Work order.
Apart from the images, every record below must be given again without alteration.
The records START
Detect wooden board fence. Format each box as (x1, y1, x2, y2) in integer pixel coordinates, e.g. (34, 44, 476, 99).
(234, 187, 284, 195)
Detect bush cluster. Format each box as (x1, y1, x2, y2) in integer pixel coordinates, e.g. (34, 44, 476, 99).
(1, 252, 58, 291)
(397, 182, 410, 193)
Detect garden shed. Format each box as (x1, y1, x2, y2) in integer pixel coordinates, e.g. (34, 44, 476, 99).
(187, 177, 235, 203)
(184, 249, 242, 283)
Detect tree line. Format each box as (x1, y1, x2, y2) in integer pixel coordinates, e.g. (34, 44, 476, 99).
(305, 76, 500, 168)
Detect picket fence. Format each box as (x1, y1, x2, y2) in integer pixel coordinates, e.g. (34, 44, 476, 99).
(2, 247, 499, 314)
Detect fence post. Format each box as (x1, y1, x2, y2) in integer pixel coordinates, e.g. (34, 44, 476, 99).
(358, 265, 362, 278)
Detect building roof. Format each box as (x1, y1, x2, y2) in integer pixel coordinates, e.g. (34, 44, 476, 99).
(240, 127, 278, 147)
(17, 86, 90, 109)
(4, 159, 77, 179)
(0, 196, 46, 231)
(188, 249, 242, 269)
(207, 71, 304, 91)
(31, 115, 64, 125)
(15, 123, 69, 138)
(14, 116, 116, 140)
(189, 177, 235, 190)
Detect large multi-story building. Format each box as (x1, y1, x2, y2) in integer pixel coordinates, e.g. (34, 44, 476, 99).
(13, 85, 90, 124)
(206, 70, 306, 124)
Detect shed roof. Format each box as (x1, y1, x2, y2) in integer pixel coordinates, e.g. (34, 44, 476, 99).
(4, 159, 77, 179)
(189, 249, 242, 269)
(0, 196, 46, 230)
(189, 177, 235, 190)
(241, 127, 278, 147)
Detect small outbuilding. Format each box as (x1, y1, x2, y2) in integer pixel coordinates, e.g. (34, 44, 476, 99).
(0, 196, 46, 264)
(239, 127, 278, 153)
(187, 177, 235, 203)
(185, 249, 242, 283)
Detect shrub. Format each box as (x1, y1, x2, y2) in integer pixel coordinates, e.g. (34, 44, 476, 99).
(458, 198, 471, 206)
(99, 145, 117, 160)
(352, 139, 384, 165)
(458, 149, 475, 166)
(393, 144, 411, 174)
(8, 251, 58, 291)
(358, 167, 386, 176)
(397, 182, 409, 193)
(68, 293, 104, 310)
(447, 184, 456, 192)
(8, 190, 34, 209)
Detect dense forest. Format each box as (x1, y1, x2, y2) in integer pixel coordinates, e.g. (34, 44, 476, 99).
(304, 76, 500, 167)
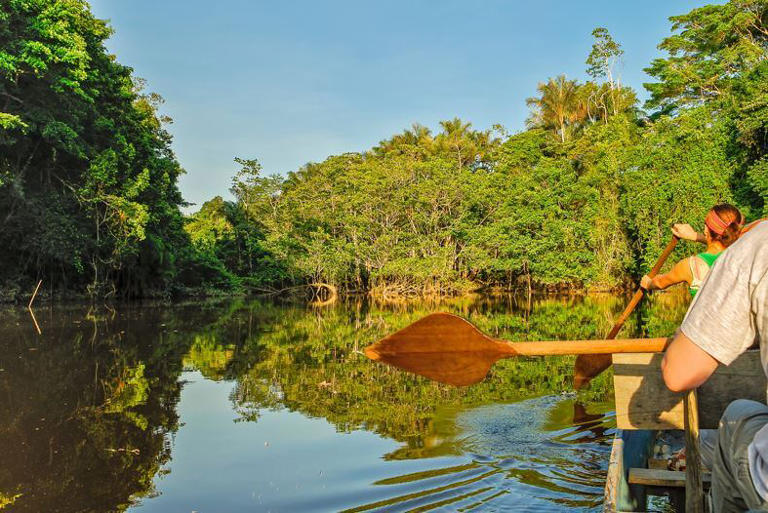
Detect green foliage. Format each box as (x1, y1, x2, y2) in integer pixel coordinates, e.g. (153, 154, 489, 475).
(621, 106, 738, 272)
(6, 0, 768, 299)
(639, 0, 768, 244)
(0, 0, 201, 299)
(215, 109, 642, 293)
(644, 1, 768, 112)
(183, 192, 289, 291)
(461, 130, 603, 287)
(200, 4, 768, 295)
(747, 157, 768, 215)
The records END
Solution below.
Detect wooden board fence. Format each box as (x1, y1, x2, y2) in integer pixel coordinates, e.g. (34, 44, 476, 99).
(234, 187, 284, 195)
Detect bush cluster. Format each box as (x1, y1, x2, y2) in integer pixel coordinates, e.g. (34, 44, 476, 99).
(1, 252, 58, 291)
(397, 182, 410, 193)
Detect garden shed. Format each box as (x1, y1, x2, y2) in integer pixel coordinates, e.g. (34, 44, 476, 99).
(187, 177, 235, 203)
(184, 249, 242, 283)
Detect tree line. Format each box as (x1, y1, x2, y2) in integer pixel coordinates, e.g. (34, 44, 476, 99).
(305, 76, 500, 168)
Detect picket fence. Format each box as (x1, y1, x2, y2) in integer pixel coordinates, e.g. (34, 44, 476, 99).
(2, 247, 499, 314)
Detect fence post. Format each box as (x1, y1, x2, y2) in integer pixel coordinates, e.g. (34, 44, 476, 99).
(358, 265, 362, 278)
Detect building roof. Format each box as (x1, y1, x2, y2) in integer pixel coordinates, e.g. (34, 44, 476, 99).
(240, 127, 278, 147)
(17, 86, 90, 109)
(4, 159, 77, 179)
(0, 196, 46, 231)
(188, 249, 242, 269)
(207, 71, 304, 91)
(31, 115, 64, 125)
(15, 123, 69, 138)
(14, 116, 116, 140)
(189, 177, 235, 190)
Detect large multi-story building. Format each box as (x1, y1, x2, y2) in integer pixel coordinates, e.g. (34, 44, 476, 99).
(13, 85, 90, 124)
(206, 70, 306, 124)
Detect shed roof. Format each box as (x1, y1, x2, y2) in integer pixel coordinates, e.g. (34, 44, 476, 99).
(4, 159, 77, 179)
(189, 249, 242, 269)
(0, 196, 46, 230)
(189, 177, 235, 190)
(241, 127, 278, 147)
Detect small outbuilding. Format each box as (x1, y1, x2, y2) in integer pixel coordinates, e.g. (34, 44, 476, 99).
(0, 196, 46, 264)
(239, 127, 278, 153)
(187, 177, 235, 203)
(185, 249, 242, 283)
Detect shrub. Format each box as (x1, y1, x2, y2) in integer pixel coordinates, e.g. (34, 44, 476, 99).
(458, 198, 471, 206)
(99, 145, 117, 160)
(352, 139, 384, 165)
(458, 149, 475, 166)
(393, 144, 411, 174)
(8, 251, 58, 291)
(358, 167, 386, 176)
(397, 182, 409, 193)
(68, 293, 104, 310)
(447, 184, 456, 192)
(8, 190, 34, 209)
Detect dense forest. Format each box as (x1, y1, x2, y2) in integer pixel coordinates, e.g. (34, 44, 476, 99).
(304, 76, 500, 167)
Detect green foliage. Format each box as (x1, y1, x2, y2) in integer pixel coordinates, e.g. (153, 154, 489, 475).
(621, 106, 738, 272)
(6, 0, 768, 299)
(639, 0, 768, 244)
(0, 0, 201, 299)
(215, 109, 642, 293)
(644, 1, 768, 112)
(183, 192, 289, 291)
(461, 130, 603, 287)
(200, 4, 768, 295)
(747, 157, 768, 215)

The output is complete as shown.